DAFTAR PERMINTAAN →
• a. Dalam ulasan film Triangle of Sadness, film itu berubah menjadi film apa saat tokoh-tokohnya terdampar di pulau asing?
• b. Salin tanpa perubahan bagian ulasan film Triangle of Sadness dari "Triangle memberi keledai" sampai "makanan sajian penyelamat.".

KUTIPAN TEKS →
# # # #

Triangle of Sadness: Ending Sempurna untuk Sebuah Film yang Ganjil

“Tak masuk akal, ‘kan?”

Perbincangan jelang akhir bilang, “ini tak masuk akal.” Dan dijawab ya. Seolah merangkup isi cerita film. Aneh dan unik, rasanya sang sineas bergurau saat situasi gawat. Film aneh yang mengejutkanku. Sempat mengira ini film art, di mana dominasi adegan meja dan perbincangan di atas mendominasi. Lalu berubah haluan di atas kapal mewah, dengan keaneragaman perilaku orang kaya, hingga akhirnya berubah jadi film komedi saat terdampar di pulau asing. Daya tarik film ini
(ingat endingnya jadi komedi ya) terletak pada penggambarannya yang jernih dan begitu hidup. Kaget, sungguh mengagetkan Oscars menunjuknya di nominasi tertinggi. Namun, twist dan geregetnya sungguh menyenangkan, melegakan lebih tepat. Siapa sangka, dominasi orang kaya itu runtuh seketika? Hanya di sini Babu berusaha mempertahankan supremasinya. Dan tentu saja, poin ending-nya ada dua: keledai sebagai piala kepahlawanan dan penjelajahan hutan yang berakhir dengan tawa histeris. Aduhai, tak tertebak. Sebuah pulau dengan robekan realita, ketidaksesuaian, dan antiklimaks.

Triangle memberi keledai ketiga di Oscars kali ini, setelah dominan monoton di EO, lalu begitu hidup dalam The Banshees of Inisherin. Dan yah, seperti kata Harris, ini film satire. Keledai bisa jadi adalah ikon binatang bodoh, di sini mengaum dengan kengeriannya, sampai-sampai di malam gelap jam tangan seharga ribuan dollar dihibahkan. Saat ditemukan, ternyata jadi makanan sajian penyelamat.

# # # #

DAFTAR DATA →

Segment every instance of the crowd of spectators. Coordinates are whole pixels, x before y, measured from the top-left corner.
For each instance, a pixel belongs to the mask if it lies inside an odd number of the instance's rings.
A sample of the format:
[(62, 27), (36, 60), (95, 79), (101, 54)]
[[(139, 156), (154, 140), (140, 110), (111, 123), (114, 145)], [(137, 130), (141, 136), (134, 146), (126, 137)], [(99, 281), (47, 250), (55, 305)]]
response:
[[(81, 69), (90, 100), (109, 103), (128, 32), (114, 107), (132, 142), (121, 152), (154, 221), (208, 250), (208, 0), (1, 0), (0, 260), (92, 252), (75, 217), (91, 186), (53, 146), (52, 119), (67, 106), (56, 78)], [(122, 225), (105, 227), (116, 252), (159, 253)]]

# # # #

JAWABAN TIAP TUGAS →
• a. Film itu berubah menjadi film komedi.

• b.
Triangle memberi keledai ketiga di Oscars kali ini, setelah dominan monoton di EO, lalu begitu hidup dalam The Banshees of Inisherin. Dan yah, seperti kata Harris, ini film satire. Keledai bisa jadi adalah ikon binatang bodoh, di sini mengaum dengan kengeriannya, sampai-sampai di malam gelap jam tangan seharga ribuan dollar dihibahkan. Saat ditemukan, ternyata jadi makanan sajian penyelamat.